■ PROVIDED TEXT ■
= = =

Dayna Blackwell

Posted on May 25 • Originally published at blog.blackwell-systems.com

We Benchmarked the Most Popular Code Search Tools. We Beat All of Them.

#ai #mcp #benchmark #devtools

codegraph has 19,459 GitHub stars. We have zero. So we stopped talking and started measuring.

The Headline

System	P@10	Query k8s	Time-to-consistency	Stars
knowing	0.207	2ms	167ms	0
codegraph	0.135	~1s	805ms	19,459
GitNexus	0.075	612ms	minutes	-
Gortex	0.063	~6s	minutes	-
Aider	-	~3s	3,150ms (timed out)	~20K
codebase-memory	-	2,900ms	N/A (timed out)	2,600
grep	0.013	instant	instant	N/A

P@10 = fraction of top-10 results that are relevant to the task. Higher is better.

knowing is 1.53x more precise than codegraph (19K stars, tree-sitter + FTS5).
knowing is 2.76x more precise than GitNexus (knowledge graph MCP).
knowing is 3.29x more precise than Gortex (Go graph engine, 256 languages).
knowing is 15.9x more precise than grep.

Why 19K Stars Means Nothing

codegraph uses tree-sitter + FTS5 + heuristic scoring (co-location bonuses, multi-term matching, CamelCase boundary matching). No graph-theoretic ranking. No random walk. No structural propagation.

knowing uses Random Walk with Restart on a content-addressed call graph. The walk propagates relevance through the actual dependency structure: "this function calls that one, which implements this interface, which is tested by those tests." Structural relevance, not string coincidence.

The result: codegraph finds symbols that contain your keywords. knowing finds symbols that are structurally relevant to your task. These are often different things.

Per-Repo Breakdown

Repo	Language	LOC	knowing P@10	Tasks
Flask	Python	15K	0.332	19
Terraform	Go	2M	0.275	20
Ocelot	C#	30K	0.260	5
Kafka	Java	500K	0.253	19
Cross-cutting	Mixed	-	0.200	9
Django	Python	300K	0.182	33
Spark	Java	14K	0.180	5
Kubernetes	Go	3.5M	0.153	19
VS Code	TypeScript	1M	0.137	19
Cargo	Rust	150K	0.132	19

Repos with well-structured class hierarchies and documentation perform best (Flask 0.332, Terraform 0.275, Kafka 0.253). knowing's docstring FTS directly leverages developer-written documentation as a retrieval signal, and inheritance propagation creates paths through class hierarchies. Even the weakest repo (Cargo 0.132) exceeds grep's best (0.013).

Query Latency: 500x Faster on Enterprise Repos

codegraph queries Kubernetes in about 1 second (BM25, no graph walk). knowing with its pre-computed adjacency cache: 2 milliseconds. That's 500x faster.

= = =

■ DIRECTIVE A ■
Reproduce word for word everything in the code search benchmark post from "knowing uses Random" down to "not string coincidence.".
■ DIRECTIVE B ■
Answer from the code search benchmark post:
(i) How many GitHub stars does codegraph have?
(ii) What method does knowing use to rank results on its call graph?
(iii) Which repo has the highest knowing P@10 in the per-repo breakdown?

= = =

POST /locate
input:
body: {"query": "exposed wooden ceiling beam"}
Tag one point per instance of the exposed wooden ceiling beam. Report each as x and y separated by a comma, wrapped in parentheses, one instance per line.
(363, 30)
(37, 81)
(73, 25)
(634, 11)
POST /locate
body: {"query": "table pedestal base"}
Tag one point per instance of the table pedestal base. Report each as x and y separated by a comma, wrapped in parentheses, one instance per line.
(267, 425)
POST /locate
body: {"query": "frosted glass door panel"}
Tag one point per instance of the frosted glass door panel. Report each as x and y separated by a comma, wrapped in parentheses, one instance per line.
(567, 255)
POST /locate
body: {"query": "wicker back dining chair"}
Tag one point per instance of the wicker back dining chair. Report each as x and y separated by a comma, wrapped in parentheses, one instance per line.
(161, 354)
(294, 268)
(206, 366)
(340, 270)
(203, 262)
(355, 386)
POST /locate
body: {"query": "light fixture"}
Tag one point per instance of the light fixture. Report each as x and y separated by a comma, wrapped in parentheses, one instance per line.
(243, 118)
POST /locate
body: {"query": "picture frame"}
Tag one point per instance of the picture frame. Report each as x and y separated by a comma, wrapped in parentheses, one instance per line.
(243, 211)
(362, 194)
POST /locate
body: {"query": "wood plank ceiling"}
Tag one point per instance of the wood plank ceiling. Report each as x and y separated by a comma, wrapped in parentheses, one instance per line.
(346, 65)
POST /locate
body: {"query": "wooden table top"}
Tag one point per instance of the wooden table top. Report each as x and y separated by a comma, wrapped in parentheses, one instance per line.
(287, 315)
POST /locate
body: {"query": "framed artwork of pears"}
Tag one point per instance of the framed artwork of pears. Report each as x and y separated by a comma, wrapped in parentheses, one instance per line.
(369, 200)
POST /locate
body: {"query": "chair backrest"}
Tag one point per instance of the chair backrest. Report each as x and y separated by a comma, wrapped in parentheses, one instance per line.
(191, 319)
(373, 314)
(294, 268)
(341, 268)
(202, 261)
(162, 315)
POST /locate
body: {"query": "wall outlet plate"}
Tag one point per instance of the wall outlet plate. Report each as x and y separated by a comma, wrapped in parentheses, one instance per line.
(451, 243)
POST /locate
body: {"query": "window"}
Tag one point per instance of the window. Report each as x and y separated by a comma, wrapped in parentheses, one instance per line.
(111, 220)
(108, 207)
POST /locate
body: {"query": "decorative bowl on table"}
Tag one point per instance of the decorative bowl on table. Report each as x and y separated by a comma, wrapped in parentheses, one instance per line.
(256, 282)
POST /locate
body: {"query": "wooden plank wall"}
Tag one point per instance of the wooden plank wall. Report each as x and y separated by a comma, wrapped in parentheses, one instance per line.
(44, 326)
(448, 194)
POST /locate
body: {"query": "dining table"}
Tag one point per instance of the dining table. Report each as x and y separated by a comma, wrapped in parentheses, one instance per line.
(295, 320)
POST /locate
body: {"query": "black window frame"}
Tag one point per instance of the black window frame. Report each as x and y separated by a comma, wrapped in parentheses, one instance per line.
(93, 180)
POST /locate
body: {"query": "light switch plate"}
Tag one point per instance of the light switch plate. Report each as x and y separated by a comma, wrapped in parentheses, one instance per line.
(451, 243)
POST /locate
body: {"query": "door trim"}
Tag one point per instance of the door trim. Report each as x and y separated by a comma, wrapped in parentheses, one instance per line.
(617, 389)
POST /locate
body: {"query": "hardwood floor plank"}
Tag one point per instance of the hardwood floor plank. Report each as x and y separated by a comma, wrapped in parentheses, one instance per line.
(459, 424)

= = =

■ CORRECT ANSWER A ■
knowing uses Random Walk with Restart on a content-addressed call graph. The walk propagates relevance through the actual dependency structure: "this function calls that one, which implements this interface, which is tested by those tests." Structural relevance, not string coincidence.

■ CORRECT ANSWER B ■
(i) 19,459
(ii) Random Walk with Restart on a content-addressed call graph
(iii) Flask, at 0.332